* Task prompt *
The data must be written out once more, precisely as given.

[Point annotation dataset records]
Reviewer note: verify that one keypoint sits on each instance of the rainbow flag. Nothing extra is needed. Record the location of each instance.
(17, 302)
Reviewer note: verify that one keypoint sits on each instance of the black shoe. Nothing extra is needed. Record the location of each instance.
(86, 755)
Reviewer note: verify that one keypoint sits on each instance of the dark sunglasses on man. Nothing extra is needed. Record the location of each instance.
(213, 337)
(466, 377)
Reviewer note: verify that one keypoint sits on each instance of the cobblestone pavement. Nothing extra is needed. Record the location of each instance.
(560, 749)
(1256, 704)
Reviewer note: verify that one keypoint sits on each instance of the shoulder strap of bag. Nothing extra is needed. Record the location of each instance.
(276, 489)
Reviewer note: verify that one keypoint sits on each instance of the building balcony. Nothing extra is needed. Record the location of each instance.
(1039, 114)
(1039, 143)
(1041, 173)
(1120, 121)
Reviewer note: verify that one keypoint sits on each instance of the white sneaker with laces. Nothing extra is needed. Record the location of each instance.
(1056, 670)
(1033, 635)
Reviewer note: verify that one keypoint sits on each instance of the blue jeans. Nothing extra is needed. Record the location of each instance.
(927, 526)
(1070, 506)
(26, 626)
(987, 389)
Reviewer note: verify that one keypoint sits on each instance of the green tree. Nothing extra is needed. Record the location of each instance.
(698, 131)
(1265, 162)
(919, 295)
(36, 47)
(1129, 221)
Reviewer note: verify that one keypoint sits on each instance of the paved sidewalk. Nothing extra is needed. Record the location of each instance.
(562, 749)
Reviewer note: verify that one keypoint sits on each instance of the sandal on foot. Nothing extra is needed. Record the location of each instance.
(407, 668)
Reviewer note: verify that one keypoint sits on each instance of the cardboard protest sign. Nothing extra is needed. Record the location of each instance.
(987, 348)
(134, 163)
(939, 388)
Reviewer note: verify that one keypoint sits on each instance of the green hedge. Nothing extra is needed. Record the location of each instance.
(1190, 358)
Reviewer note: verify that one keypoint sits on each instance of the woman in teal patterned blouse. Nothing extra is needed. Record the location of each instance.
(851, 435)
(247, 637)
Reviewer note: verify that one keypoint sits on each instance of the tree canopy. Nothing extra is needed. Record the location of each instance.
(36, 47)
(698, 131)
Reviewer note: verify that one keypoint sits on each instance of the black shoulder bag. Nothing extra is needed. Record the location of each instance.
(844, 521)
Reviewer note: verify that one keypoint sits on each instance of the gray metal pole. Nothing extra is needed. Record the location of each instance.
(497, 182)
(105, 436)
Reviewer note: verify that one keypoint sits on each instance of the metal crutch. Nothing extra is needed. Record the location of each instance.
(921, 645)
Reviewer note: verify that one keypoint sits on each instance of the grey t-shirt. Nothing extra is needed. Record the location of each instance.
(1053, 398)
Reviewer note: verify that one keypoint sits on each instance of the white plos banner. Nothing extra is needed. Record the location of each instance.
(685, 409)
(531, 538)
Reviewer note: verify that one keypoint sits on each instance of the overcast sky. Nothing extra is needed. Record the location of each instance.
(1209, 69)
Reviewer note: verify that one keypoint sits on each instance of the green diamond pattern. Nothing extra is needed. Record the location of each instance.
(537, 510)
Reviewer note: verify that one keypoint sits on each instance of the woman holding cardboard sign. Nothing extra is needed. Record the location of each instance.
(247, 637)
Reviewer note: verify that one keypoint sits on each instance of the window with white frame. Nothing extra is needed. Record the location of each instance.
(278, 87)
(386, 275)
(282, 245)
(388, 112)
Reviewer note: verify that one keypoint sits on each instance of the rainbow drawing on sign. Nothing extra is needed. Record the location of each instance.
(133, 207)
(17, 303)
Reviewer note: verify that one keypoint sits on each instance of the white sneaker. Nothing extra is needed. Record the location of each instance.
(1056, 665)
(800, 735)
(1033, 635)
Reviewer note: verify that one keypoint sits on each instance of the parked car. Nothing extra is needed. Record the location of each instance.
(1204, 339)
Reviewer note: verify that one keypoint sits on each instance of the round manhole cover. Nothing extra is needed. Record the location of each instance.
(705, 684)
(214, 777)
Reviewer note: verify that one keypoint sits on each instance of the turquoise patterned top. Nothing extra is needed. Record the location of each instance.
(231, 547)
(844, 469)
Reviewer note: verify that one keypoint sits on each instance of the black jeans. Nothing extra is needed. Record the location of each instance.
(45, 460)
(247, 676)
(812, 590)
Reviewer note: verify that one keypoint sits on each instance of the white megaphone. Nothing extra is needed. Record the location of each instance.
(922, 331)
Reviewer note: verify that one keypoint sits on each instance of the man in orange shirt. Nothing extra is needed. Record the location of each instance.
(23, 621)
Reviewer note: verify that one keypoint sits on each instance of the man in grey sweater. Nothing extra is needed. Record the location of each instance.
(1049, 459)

* Result for this task *
Reviewer note: verify that one keypoint sits on each instance of the rainbow flag. Nothing extra is needed. Record the location of each instance.
(17, 302)
Reviewer note: verify that one keypoint sits on each instance of the black shoe. Nothing extra is needed. Record the location of each instance.
(86, 755)
Reviewer note: verify that one keypoint sits on each instance of the dark sunglasses on man. Nothing extra is needed. Record the location of each instance.
(213, 337)
(466, 377)
Reviewer note: verify that one keypoint sits on each instance of the cobblestone pavement. Nothing extra is needed. Record the location of each instance.
(560, 749)
(1256, 704)
Reviewer note: verify that one keypoint sits on each instance of the shoulder strap of bag. Nothing extra is needed. Record the location of each instance.
(276, 489)
Reviewer note: verify that one keypoint sits on each instance of the building balcony. Nothing extra is needed. Record the location of each instance.
(1039, 114)
(1039, 143)
(1041, 173)
(1120, 121)
Reviewer note: verify that one keypoint sits on each instance of the white sneaker with laces. Nothing extra is needed. Record the location of each instance.
(1056, 670)
(1033, 635)
Reviewer note: verify that one keypoint sits on each instance of the blue jeans. Nothing extra is needed. Record the location of each instance.
(927, 526)
(1070, 506)
(26, 626)
(987, 389)
Reviewer note: verify that one keypoint sits on each instance of the green tree. Nothing extra is needed. Record the location of each instance.
(698, 131)
(1265, 162)
(919, 295)
(36, 47)
(1129, 221)
Reviewer note: verify that one keypoint sits on each instance of the paved sidewalk. Nothing extra is needed. Record the location of each instance.
(562, 749)
Reviewer note: verify that one keypoint sits on each instance of the sandal on foot. Nothing extra is needed. Record the location of each instance.
(407, 668)
Reviewer note: verify that one keypoint sits on each instance of the cardboard protest sign. Nothing extra is needed. Record the location of each instance.
(987, 348)
(134, 163)
(939, 388)
Reviewer note: verify that one keypoint sits on each instance of the green hedge. Nothing extra is needed. Record the location of each instance.
(1190, 358)
Reviewer note: verify that one keypoint sits on each instance of the woman in teal patterned blouse. Nothing extra is needed. Record the location of each instance.
(851, 435)
(247, 637)
Reviewer note: verify that one keypoint sits on each instance of the tree canopy. Nothing extra is needed. Record the location of each instance.
(36, 47)
(698, 131)
Reviewer note: verify that one keypoint sits on each instance of the black shoulder bag. Nothing extra is needed. Record the location of each instance.
(844, 521)
Reviewer note: verify that one keypoint sits on each instance of the gray metal pole. Nothing extra is needed. Record the location of each instance.
(497, 182)
(105, 436)
Reviewer note: verify that one keypoint sits on each instance of the metal crutch. Nothing extra is needed. Record the location of each instance.
(921, 645)
Reviewer note: verify that one keypoint sits on each instance of the grey t-shirt. Nothing extra is needed. Record the location of each instance.
(1053, 398)
Reviewer note: verify that one keypoint sits on each instance of the white plos banner. Nothing extra is needed. Record the location of each instance.
(685, 409)
(531, 538)
Reviewer note: verify that one keypoint sits on each instance of the overcast sky. Nothing extra is needed. Record the location of each instance.
(1209, 69)
Reviewer note: verify that one keypoint sits on each instance of the green diamond pattern. Nothing extra is needed. Record the location of each instance.
(537, 510)
Reviewer note: verify that one keypoint sits on each instance of the woman holding cardboard sign. Nothing extra is needed. Record the location of each instance.
(247, 637)
Reviewer note: verify that one keypoint sits on each instance of the window with white frame. Nothing extra is needed. Record the location of each instance.
(278, 87)
(386, 275)
(282, 245)
(388, 112)
Reviewer note: verify that one keypoint sits on each instance of the rainbow drawing on sign. Nothing extra is needed. Record the location of each instance.
(133, 207)
(17, 303)
Reviewer note: verify that one keypoint sits on each instance of the white sneaker. Nothing extra is needed. Record the location of each instance.
(1056, 665)
(800, 735)
(1033, 635)
Reviewer note: verify that one keypoint sits on each instance of the parked car. Nothing extra is needed. Record the location of each instance.
(1204, 339)
Reviewer note: verify that one keypoint sits on each instance of the round manhole cover. Nothing extra is needed. Record the location of each instance.
(705, 684)
(214, 777)
Reviewer note: verify that one keypoint sits on each instance of the turquoise patterned top. Nothing extra is needed. Record the location of each instance.
(231, 547)
(844, 469)
Reviewer note: verify that one keypoint sits on each instance of the black jeans. Nothing extra is needed. Record the location of each instance.
(45, 460)
(247, 676)
(812, 590)
Reviewer note: verify that one keypoint sits on each instance of the white megaphone. Nothing extra is needed. Record the location of each instance.
(922, 331)
Reviewer note: verify that one keypoint sits on each instance of the man in orange shirt. Nothing extra is needed. Record the location of each instance.
(23, 621)
Reviewer note: verify that one keypoint sits on each instance of the man in grey sweater. Nothing extra is needed. Record the location of each instance.
(1049, 459)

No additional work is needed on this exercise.